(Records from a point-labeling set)
════════

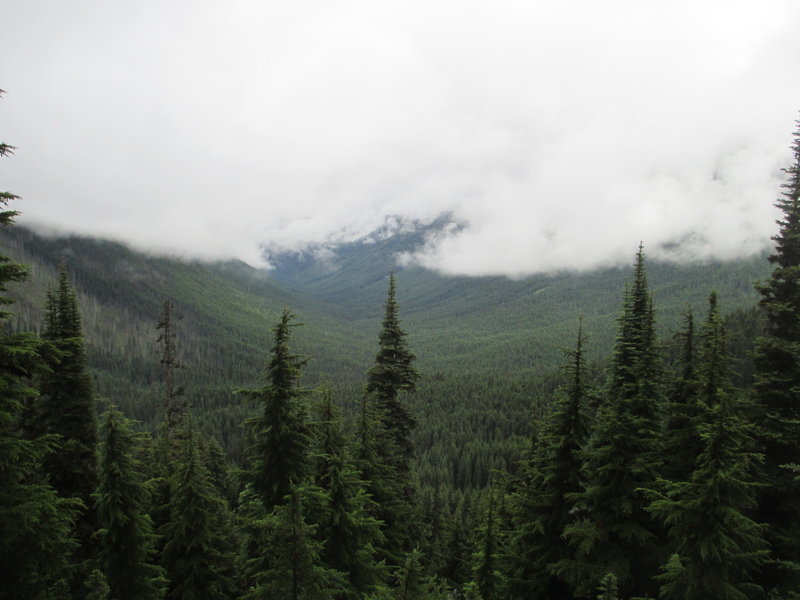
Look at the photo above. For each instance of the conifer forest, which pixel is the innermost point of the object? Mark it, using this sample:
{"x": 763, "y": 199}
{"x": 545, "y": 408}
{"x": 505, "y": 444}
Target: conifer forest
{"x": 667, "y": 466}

════════

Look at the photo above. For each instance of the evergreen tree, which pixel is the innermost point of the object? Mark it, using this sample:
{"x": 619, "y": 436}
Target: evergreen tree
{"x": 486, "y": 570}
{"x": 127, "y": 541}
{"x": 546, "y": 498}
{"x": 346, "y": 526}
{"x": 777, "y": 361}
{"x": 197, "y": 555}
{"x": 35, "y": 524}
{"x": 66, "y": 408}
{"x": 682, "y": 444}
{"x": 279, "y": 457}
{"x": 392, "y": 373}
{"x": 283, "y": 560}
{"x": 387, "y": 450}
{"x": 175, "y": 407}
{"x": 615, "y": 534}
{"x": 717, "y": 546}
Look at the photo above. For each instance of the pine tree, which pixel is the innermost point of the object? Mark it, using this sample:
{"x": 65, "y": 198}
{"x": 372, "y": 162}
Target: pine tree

════════

**Brief:** Count the lines in the items above that contain the string "this". Case counts. State only the number.

**Solution:** 3